Verkiezingsfront
Lieve papa,
We zien elkaar de laatste tijd niet zo vaak. Druk-druk-druk. Het komt telkens net even niet uit. Daarom maar even een berichtje tussendoor.
Van het verkiezingsfront.
De stand van zaken? Zo’n beetje alle verkiezingsposters hangen. Het radiodebat is al geweest. De stellingen zijn ingenomen, al worden loopgraven angstvallig vermeden. Je moet op voorhand immers niets uitsluiten met het oog op een coalitie, nietwaar? En er komen nog wat openbare gelegenheden in Papendrecht. Zoals een heus feest van de democratie. Met debatten. En op de avond voor de verkiezingen word ik nog door de lokale omroep geïnterviewd. Alsof dat dan nog een verschil gaat maken…
Onder ons, papa: ik schat in dat een landelijk politiek kopstuk, die uiteraard niet in Papendrecht meedoet, vóór 21 maart pakweg 100 interviews meer zal hebben gegeven dan een lokale lijsttrekker. Ik hoor u al smalend lachen: de gemeenteraadsverkiezingen zijn dus weer nationaal, al is het maar als peiling.

• [Aangeleverde items]:
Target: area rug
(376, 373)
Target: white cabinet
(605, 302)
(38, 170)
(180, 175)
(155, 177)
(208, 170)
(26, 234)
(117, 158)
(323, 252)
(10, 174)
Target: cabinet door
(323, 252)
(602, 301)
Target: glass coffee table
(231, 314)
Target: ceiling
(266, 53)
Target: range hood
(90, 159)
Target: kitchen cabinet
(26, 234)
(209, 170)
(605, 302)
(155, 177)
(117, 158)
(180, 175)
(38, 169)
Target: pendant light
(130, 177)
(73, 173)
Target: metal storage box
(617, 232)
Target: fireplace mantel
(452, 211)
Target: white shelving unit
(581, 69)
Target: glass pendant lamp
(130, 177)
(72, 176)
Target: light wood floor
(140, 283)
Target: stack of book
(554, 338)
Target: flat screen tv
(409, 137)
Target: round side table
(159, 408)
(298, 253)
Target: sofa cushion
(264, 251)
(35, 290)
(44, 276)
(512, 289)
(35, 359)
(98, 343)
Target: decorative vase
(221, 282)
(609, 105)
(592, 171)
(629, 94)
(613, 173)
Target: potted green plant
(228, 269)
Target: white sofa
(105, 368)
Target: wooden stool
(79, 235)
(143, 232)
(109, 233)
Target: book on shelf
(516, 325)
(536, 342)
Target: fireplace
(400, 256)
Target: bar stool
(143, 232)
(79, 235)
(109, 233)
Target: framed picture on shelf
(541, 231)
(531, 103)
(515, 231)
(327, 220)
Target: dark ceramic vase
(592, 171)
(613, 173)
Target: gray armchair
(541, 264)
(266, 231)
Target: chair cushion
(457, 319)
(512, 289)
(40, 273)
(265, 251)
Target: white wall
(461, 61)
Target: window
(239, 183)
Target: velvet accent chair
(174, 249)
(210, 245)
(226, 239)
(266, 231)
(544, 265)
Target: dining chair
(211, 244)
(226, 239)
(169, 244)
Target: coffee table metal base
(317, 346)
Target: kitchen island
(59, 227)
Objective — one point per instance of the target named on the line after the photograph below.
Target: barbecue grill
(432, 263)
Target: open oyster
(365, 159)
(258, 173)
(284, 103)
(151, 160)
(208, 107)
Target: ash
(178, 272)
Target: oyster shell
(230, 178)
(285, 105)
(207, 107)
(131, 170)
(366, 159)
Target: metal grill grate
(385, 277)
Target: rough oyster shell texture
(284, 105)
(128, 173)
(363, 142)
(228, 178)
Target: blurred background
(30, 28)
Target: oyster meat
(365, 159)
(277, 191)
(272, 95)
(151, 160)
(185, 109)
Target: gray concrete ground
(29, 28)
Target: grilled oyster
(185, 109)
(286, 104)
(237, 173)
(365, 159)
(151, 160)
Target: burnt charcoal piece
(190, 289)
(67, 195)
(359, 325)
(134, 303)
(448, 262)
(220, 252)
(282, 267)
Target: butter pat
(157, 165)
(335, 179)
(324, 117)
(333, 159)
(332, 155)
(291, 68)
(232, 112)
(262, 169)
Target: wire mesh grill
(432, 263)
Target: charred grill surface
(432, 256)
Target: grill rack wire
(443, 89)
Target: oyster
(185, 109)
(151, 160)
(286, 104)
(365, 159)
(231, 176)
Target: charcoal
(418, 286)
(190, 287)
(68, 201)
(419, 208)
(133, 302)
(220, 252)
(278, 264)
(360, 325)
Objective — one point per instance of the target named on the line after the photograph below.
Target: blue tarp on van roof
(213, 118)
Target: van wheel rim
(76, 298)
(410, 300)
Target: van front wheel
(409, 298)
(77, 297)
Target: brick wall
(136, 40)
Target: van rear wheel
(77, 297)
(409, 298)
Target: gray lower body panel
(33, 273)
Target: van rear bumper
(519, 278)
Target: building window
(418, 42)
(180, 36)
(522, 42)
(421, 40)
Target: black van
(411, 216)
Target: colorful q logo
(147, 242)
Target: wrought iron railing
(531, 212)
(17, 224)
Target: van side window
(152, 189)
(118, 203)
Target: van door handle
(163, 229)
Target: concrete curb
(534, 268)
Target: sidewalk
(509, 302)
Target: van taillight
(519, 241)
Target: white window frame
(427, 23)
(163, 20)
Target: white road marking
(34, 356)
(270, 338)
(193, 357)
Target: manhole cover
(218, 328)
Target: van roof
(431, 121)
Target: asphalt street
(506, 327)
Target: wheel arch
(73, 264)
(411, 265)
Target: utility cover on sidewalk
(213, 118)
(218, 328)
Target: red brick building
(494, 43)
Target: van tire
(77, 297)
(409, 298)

==

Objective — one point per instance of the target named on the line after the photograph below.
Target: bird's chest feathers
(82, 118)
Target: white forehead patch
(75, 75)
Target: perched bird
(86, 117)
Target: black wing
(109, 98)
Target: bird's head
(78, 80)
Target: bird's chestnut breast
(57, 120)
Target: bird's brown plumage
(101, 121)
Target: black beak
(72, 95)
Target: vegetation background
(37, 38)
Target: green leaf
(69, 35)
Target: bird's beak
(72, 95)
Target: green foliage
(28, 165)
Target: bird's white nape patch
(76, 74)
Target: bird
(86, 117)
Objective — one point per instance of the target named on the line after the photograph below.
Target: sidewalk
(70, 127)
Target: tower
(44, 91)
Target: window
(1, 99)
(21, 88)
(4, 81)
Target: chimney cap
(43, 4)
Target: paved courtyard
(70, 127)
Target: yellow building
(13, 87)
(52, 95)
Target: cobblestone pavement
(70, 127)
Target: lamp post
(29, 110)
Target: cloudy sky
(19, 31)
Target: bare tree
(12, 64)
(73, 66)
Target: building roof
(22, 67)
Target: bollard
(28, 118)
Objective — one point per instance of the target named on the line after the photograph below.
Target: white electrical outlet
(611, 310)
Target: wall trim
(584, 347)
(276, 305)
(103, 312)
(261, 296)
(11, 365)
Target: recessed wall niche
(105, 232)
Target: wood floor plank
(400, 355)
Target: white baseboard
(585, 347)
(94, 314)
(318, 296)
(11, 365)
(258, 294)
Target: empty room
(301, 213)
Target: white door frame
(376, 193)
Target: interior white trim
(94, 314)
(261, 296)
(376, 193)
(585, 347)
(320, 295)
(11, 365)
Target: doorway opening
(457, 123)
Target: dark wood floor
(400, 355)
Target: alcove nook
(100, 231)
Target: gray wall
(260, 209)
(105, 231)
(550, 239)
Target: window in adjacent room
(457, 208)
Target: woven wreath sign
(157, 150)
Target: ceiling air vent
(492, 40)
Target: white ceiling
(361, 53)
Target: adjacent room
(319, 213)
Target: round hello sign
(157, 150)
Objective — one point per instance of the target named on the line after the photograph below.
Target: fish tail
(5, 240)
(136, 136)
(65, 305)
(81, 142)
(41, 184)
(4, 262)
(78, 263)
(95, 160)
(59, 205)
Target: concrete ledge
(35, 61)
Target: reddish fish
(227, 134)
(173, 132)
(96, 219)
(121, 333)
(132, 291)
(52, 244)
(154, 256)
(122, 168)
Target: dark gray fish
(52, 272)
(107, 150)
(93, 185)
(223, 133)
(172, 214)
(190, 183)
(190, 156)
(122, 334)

---

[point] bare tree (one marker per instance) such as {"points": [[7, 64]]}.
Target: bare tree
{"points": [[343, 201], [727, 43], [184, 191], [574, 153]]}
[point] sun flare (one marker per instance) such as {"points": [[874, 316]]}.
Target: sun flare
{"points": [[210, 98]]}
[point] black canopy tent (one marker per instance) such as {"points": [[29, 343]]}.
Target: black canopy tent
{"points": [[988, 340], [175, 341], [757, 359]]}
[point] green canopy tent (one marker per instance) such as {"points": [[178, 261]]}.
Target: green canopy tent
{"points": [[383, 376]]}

• [Opdracht]: Geef het stuk uit de brief over het verkiezingsfront letterlijk terug: het deel dat begint bij de woorden met "De stand van" en eindigt met "maar als peiling.".

• [Uitwerking]:
De stand van zaken? Zo’n beetje alle verkiezingsposters hangen. Het radiodebat is al geweest. De stellingen zijn ingenomen, al worden loopgraven angstvallig vermeden. Je moet op voorhand immers niets uitsluiten met het oog op een coalitie, nietwaar? En er komen nog wat openbare gelegenheden in Papendrecht. Zoals een heus feest van de democratie. Met debatten. En op de avond voor de verkiezingen word ik nog door de lokale omroep geïnterviewd. Alsof dat dan nog een verschil gaat maken…
Onder ons, papa: ik schat in dat een landelijk politiek kopstuk, die uiteraard niet in Papendrecht meedoet, vóór 21 maart pakweg 100 interviews meer zal hebben gegeven dan een lokale lijsttrekker. Ik hoor u al smalend lachen: de gemeenteraadsverkiezingen zijn dus weer nationaal, al is het maar als peiling.